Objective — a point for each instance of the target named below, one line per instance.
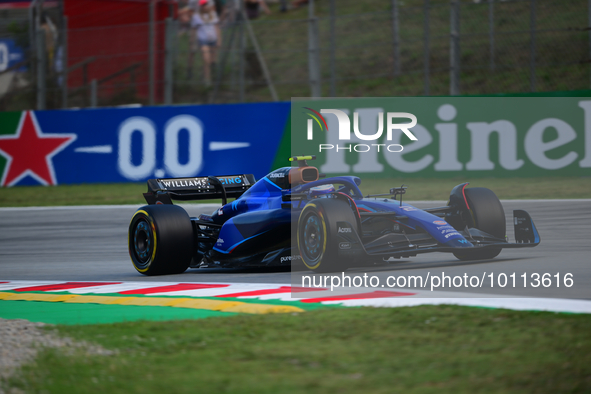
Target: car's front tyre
(488, 215)
(317, 234)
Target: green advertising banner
(445, 136)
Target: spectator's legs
(207, 59)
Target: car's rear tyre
(488, 215)
(160, 240)
(317, 234)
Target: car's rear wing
(163, 191)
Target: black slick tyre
(160, 240)
(317, 231)
(488, 215)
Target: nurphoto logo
(344, 131)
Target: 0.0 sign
(172, 165)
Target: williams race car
(295, 214)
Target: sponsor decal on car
(291, 258)
(450, 234)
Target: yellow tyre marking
(190, 303)
(153, 232)
(324, 230)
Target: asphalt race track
(90, 244)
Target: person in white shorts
(208, 34)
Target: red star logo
(29, 152)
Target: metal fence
(327, 48)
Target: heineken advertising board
(445, 136)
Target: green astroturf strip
(73, 314)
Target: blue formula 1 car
(294, 214)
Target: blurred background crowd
(92, 53)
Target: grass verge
(413, 350)
(419, 189)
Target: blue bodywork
(262, 213)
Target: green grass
(364, 55)
(425, 349)
(419, 189)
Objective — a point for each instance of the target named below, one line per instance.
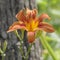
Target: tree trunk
(8, 10)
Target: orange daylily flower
(28, 21)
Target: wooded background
(8, 10)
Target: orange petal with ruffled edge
(46, 27)
(42, 17)
(31, 37)
(21, 16)
(16, 25)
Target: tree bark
(8, 10)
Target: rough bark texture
(8, 10)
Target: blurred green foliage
(52, 8)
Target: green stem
(29, 49)
(21, 41)
(47, 46)
(3, 57)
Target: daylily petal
(21, 16)
(31, 36)
(31, 13)
(46, 27)
(42, 17)
(16, 25)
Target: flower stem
(29, 49)
(47, 46)
(21, 41)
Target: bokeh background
(52, 8)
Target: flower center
(32, 25)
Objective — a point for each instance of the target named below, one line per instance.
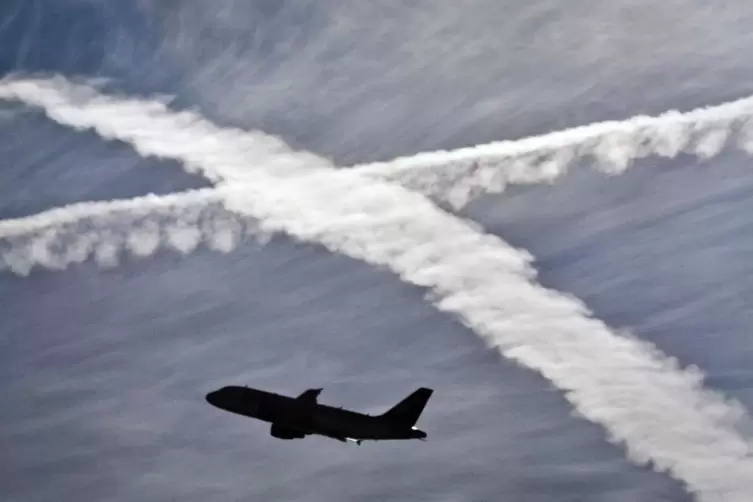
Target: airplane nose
(211, 398)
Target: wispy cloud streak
(660, 412)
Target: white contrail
(661, 413)
(193, 139)
(67, 235)
(460, 175)
(454, 176)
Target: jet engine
(281, 432)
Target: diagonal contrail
(659, 412)
(458, 176)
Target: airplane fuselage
(308, 417)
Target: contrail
(67, 235)
(658, 411)
(455, 177)
(458, 176)
(194, 140)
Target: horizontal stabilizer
(310, 395)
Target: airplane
(301, 416)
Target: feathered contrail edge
(658, 411)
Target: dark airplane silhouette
(294, 418)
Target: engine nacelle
(281, 432)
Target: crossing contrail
(659, 412)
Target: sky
(365, 288)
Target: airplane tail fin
(407, 411)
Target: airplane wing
(309, 395)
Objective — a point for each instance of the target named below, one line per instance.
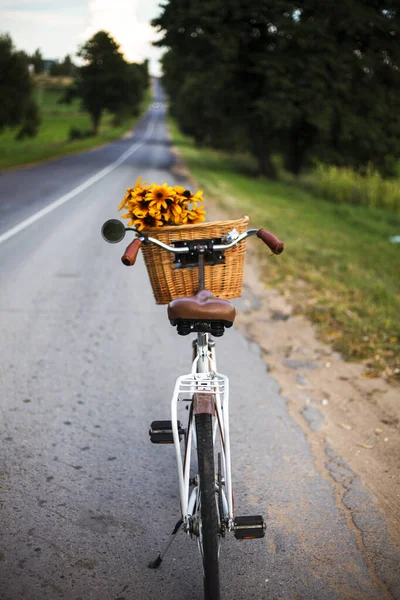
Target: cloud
(54, 32)
(119, 18)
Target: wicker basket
(168, 283)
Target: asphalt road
(87, 362)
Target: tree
(16, 87)
(66, 68)
(37, 60)
(106, 81)
(306, 79)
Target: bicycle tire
(208, 510)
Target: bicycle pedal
(249, 528)
(160, 432)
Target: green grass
(52, 139)
(341, 253)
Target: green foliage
(339, 266)
(75, 133)
(66, 68)
(37, 61)
(306, 80)
(346, 186)
(57, 120)
(107, 81)
(17, 105)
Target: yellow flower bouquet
(155, 205)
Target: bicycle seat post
(202, 250)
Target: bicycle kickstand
(154, 564)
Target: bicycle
(205, 488)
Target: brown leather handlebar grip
(272, 242)
(129, 258)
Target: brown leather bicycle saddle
(201, 307)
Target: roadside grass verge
(52, 140)
(339, 267)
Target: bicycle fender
(203, 403)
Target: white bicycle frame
(205, 379)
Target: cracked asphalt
(87, 362)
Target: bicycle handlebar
(132, 250)
(272, 242)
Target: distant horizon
(58, 27)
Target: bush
(345, 186)
(79, 134)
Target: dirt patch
(331, 399)
(334, 401)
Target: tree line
(105, 81)
(308, 81)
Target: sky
(58, 27)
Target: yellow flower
(194, 215)
(147, 221)
(158, 194)
(157, 205)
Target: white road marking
(83, 186)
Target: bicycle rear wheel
(209, 527)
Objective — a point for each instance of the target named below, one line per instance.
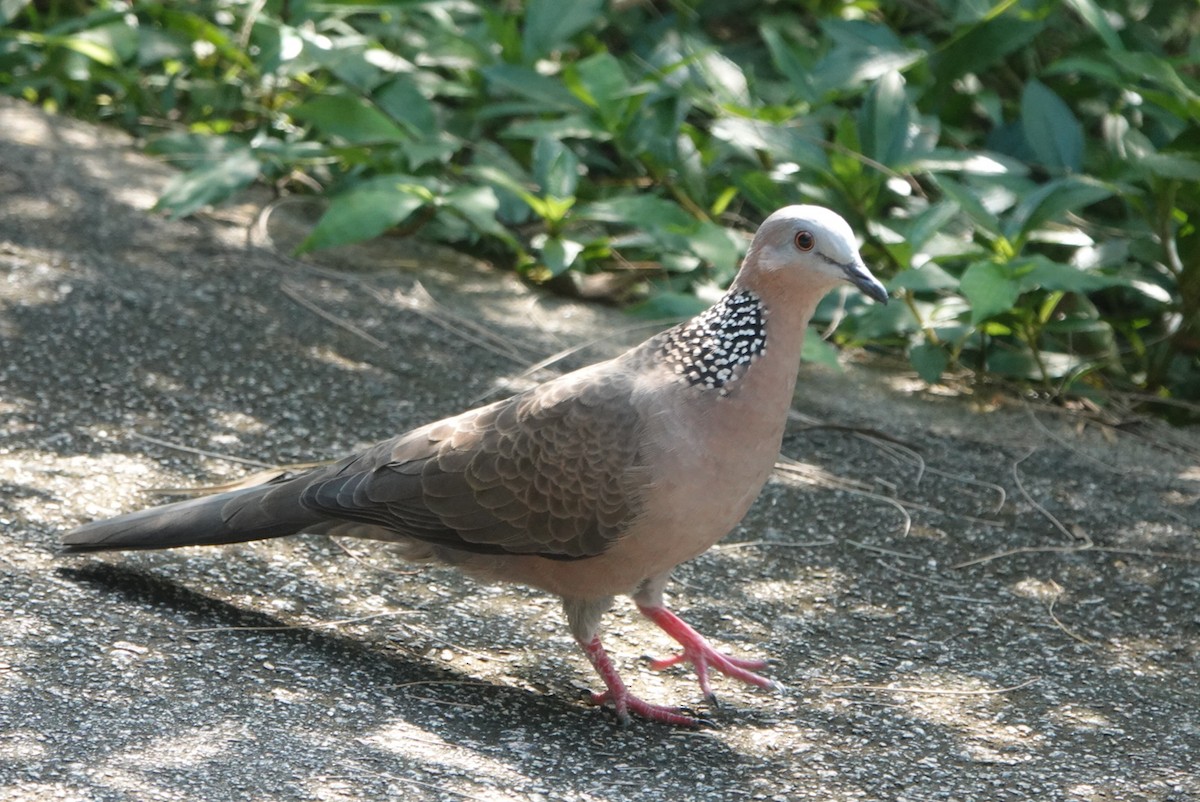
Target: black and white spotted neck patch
(713, 348)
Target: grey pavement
(139, 354)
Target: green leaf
(556, 168)
(479, 205)
(550, 24)
(1051, 129)
(1097, 21)
(816, 351)
(558, 253)
(929, 360)
(790, 60)
(1039, 271)
(928, 277)
(366, 210)
(1050, 202)
(717, 245)
(349, 119)
(970, 203)
(211, 183)
(669, 306)
(549, 94)
(570, 126)
(406, 105)
(10, 9)
(862, 53)
(984, 46)
(640, 211)
(1171, 166)
(885, 119)
(990, 288)
(600, 82)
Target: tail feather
(255, 513)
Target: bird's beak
(858, 275)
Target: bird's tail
(257, 513)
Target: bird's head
(810, 247)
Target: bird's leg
(623, 701)
(702, 656)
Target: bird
(592, 485)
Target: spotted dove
(591, 485)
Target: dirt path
(1066, 668)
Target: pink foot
(697, 651)
(625, 702)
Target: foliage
(1025, 172)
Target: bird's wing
(557, 471)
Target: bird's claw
(627, 702)
(702, 656)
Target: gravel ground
(1063, 668)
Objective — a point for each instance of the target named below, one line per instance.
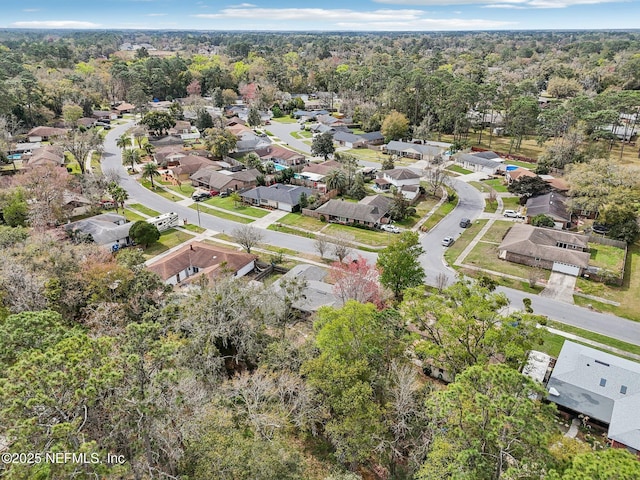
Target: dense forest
(227, 380)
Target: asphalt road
(470, 205)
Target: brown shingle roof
(541, 243)
(209, 259)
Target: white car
(390, 228)
(512, 214)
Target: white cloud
(501, 3)
(55, 24)
(345, 19)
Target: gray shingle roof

::::::

> [STATED GOAL]
Reproduce the rows from the line with "Target: cracked asphalt" through the end of the rows, both included, leaving the pictures out.

> [TASK SOLUTION]
Target: cracked asphalt
(87, 362)
Target: bicycle handlebar
(132, 250)
(272, 242)
Target: distant horizon
(58, 27)
Target: bush
(345, 186)
(79, 134)
Target: dirt patch
(331, 399)
(334, 401)
Target: tree line
(105, 81)
(308, 81)
Target: sky
(58, 27)
Target: yellow flower
(194, 215)
(147, 221)
(158, 194)
(157, 205)
Target: white road marking
(83, 186)
Target: bicycle rear wheel
(209, 527)
Objective — a point for each instance of the target named below, one line per instance.
Target: black and white spotted neck patch
(713, 348)
Target: grey pavement
(139, 354)
Target: green leaf
(556, 168)
(479, 205)
(550, 24)
(1051, 129)
(1097, 21)
(816, 351)
(558, 253)
(929, 360)
(790, 60)
(1039, 271)
(928, 277)
(366, 210)
(1050, 202)
(717, 245)
(349, 119)
(970, 203)
(211, 183)
(669, 306)
(549, 94)
(570, 126)
(406, 105)
(10, 9)
(862, 53)
(984, 46)
(640, 211)
(1171, 166)
(885, 119)
(990, 288)
(600, 82)
Target: tail feather
(255, 513)
Target: bird's beak
(858, 275)
Target: bird's tail
(257, 513)
Target: bird's head
(810, 247)
Target: bird's leg
(623, 701)
(702, 656)
Target: bird
(592, 485)
Target: spotted dove
(591, 485)
Target: dirt path
(1066, 668)
Target: pink foot
(697, 651)
(625, 702)
Target: foliage
(1025, 172)
Target: bird's wing
(557, 471)
Target: bird's claw
(627, 702)
(702, 656)
Target: gravel ground
(1063, 668)
Objective — a point for each instance of the target named below, one line per instance.
Target: dense forest
(227, 380)
Target: asphalt road
(470, 205)
Target: brown shingle roof
(541, 243)
(209, 259)
Target: white car
(390, 228)
(512, 214)
Target: white cloud
(501, 3)
(55, 24)
(345, 19)
Target: gray shingle roof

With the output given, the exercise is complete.